Excerpt provided ::

Investment Management
CWI 1 and CWI 2 Merger
On April 13, 2020, the CWI 1 and CWI 2 Merger closed ( Note 3 ).
•In connection with the termination of our advisory agreements with CWI 1 and
CWI 2, the operating partnerships of each of CWI 1 and CWI 2 redeemed the
special general partner interests that we previously held, for which we received
1,300,000 shares of CWI 2 preferred stock with a fair value of $46.3 million and
2,840,549 shares in CWI 2 Class A common stock with a fair value of $11.6
million; in connection with this redemption, we recognized a non-cash net gain
on sale of $33.0 million, which was included within Equity in earnings (losses)
of equity method investments in the Managed Programs and real estate in the
consolidated statements of income for the nine months ended September 30, 2020.
The carrying value of our investment in WLT preferred stock (formerly CWI 2
preferred stock) was $46.3 million as of September 30, 2020, and is included
within Other assets, net on our consolidated balance sheets as
available-for-sale debt securities ( Note 8 ).

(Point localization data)

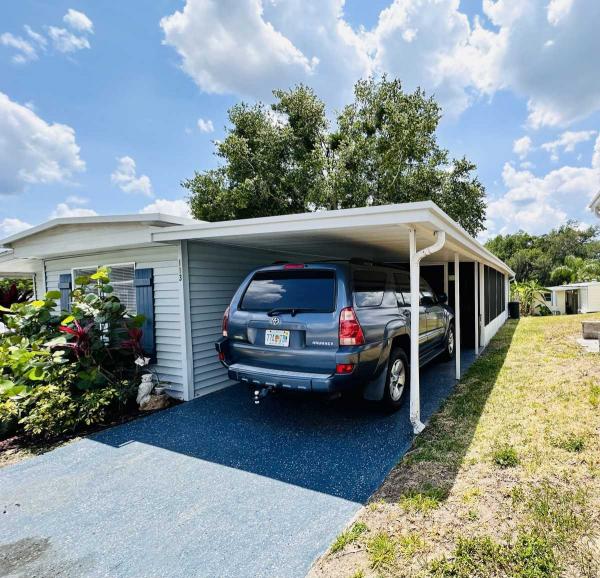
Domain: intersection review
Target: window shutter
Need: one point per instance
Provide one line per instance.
(144, 296)
(64, 286)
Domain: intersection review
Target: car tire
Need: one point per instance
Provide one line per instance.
(397, 381)
(449, 344)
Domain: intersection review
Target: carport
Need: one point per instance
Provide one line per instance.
(216, 257)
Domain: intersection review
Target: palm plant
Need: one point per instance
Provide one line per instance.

What you need to do ::
A – Transcribe the CWI merger passage starting at "of equity method" and ending at "September 30, 2020.".
B – Based on the CWI merger passage, state whether each statement agrees with it, answering yes or no and quoting the words that decide it: (i) The CWI 1 and CWI 2 Merger closed on April 13, 2020. (ii) The 2,840,549 shares received were shares of CWI 2 preferred stock. (iii) As of September 30, 2020, the carrying value of the investment in WLT preferred stock was $46.3 million.
This material has no connection to the CWI merger passage.

Solution list ::
A –
of equity method investments in the Managed Programs and real estate in the
consolidated statements of income for the nine months ended September 30, 2020.

B –
(i) Yes: "On April 13, 2020, the CWI 1 and CWI 2 Merger closed"
(ii) No: "2,840,549 shares in CWI 2 Class A common stock"
(iii) Yes: "The carrying value of our investment in WLT preferred stock (formerly CWI 2 preferred stock) was $46.3 million as of September 30, 2020"